_Exercise goal_. List every row below that contains the string "drizzled", copying each one whole. Letter case counts.

_Task data_.
━━━━━━━━━━

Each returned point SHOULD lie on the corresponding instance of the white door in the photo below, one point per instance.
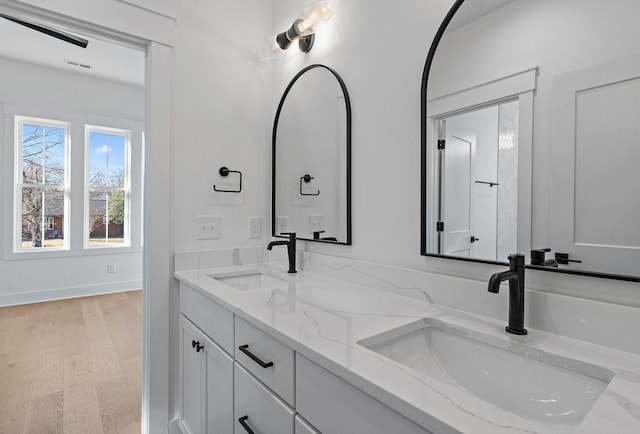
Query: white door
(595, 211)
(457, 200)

━━━━━━━━━━

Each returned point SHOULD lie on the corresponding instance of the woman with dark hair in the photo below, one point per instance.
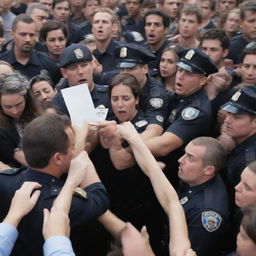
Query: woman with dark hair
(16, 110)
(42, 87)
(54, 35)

━━━━━━━━━━

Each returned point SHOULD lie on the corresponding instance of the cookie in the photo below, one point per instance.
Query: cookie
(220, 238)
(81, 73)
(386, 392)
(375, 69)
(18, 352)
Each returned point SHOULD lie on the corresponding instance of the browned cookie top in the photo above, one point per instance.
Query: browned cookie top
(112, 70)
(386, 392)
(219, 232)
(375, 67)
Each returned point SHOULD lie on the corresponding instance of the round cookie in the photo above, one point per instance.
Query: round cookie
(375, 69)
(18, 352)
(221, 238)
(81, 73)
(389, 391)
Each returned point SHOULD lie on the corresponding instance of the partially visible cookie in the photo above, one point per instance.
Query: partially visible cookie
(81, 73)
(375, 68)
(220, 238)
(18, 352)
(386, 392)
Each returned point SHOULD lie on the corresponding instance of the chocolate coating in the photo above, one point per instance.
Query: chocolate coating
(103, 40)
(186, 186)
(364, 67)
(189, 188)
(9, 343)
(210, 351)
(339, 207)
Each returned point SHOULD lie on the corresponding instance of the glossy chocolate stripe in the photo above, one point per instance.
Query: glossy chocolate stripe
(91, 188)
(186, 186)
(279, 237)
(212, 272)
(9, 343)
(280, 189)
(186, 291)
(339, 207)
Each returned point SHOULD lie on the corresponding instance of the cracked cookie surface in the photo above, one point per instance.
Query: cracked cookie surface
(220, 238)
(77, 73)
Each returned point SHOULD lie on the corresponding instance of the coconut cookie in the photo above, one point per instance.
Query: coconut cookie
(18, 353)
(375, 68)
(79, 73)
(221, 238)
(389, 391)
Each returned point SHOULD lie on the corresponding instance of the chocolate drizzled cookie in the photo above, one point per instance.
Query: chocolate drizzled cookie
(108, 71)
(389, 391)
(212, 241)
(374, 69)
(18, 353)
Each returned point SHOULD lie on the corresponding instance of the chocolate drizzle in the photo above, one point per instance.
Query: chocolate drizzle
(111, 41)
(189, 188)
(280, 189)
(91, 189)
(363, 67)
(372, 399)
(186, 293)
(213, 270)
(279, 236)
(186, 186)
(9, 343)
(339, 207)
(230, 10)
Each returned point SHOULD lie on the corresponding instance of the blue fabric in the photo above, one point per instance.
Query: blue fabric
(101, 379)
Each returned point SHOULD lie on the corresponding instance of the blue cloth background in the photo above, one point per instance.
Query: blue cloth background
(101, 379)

━━━━━━━━━━

_Completed exercise_.
Each returned point SHOULD lie on the corresponding instance of the chocolate drizzled cookie in the photo above, one point per instance.
Query: chocolate drizzled cookie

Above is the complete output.